--- START OF DATA EXTRACT ---

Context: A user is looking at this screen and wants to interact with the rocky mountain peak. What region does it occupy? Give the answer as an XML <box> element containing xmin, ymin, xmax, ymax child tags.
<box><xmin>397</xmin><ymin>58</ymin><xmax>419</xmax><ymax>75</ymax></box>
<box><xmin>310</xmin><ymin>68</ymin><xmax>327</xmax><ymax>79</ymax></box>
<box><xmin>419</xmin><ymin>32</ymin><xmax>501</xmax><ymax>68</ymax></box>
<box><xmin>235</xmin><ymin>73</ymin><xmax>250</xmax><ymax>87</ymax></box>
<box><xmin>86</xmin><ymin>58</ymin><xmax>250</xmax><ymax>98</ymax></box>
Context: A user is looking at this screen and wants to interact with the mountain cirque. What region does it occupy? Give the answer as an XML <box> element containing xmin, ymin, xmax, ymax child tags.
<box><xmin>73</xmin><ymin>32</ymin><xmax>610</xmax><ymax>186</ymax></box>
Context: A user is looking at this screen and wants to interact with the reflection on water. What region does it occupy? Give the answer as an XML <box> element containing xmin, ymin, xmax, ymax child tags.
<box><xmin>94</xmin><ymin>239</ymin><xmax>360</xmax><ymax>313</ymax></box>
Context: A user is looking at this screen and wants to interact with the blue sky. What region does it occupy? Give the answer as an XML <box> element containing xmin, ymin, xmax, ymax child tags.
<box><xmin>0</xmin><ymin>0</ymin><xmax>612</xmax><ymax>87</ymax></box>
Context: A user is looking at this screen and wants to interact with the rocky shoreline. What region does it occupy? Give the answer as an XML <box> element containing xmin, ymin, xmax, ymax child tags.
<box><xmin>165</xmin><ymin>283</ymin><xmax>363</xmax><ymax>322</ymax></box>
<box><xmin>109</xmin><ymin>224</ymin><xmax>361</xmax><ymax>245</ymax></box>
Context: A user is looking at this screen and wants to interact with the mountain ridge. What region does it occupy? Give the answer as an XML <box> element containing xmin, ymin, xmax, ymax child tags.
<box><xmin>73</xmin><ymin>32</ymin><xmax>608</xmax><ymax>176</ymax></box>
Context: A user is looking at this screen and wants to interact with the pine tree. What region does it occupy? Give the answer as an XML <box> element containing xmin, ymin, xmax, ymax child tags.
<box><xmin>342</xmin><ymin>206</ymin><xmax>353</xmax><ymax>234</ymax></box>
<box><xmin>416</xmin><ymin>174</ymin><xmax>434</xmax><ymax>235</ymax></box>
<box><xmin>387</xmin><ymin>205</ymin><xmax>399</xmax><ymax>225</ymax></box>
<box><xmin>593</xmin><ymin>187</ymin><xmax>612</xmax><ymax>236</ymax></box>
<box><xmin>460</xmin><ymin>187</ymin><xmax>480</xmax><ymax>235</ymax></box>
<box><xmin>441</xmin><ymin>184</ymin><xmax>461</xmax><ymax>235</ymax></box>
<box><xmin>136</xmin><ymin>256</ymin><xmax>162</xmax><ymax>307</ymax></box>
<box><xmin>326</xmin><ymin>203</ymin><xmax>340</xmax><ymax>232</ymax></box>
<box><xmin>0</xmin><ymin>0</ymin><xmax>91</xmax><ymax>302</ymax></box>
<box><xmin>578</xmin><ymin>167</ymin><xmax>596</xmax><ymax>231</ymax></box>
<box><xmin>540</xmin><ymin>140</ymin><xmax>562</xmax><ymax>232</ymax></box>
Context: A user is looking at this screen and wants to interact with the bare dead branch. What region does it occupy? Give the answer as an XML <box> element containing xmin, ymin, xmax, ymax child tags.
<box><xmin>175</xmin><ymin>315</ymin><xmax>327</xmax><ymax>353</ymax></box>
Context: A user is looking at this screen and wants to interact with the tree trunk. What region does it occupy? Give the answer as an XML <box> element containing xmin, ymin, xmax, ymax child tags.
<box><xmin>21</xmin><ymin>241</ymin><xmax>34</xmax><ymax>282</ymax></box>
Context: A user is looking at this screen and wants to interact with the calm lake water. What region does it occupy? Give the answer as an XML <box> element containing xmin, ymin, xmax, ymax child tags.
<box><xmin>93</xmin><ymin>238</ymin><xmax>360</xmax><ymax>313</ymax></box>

--- END OF DATA EXTRACT ---

= WHAT IS BEING ASKED =
Report every line of the records above that contains the string "tree", matching case exactly.

= CORRECT OUTPUT =
Context: A user is looking at this screen and wants to interact with the pine tree. What region does it occupy? Give the answer as an XML <box> element containing xmin, ymin, xmax, ymax child tags.
Context: A user is looking at this screen and wants to interact with the tree trunk. What region does it occupy? Give the answer as an XML <box> element containing xmin, ymin, xmax, ymax child tags.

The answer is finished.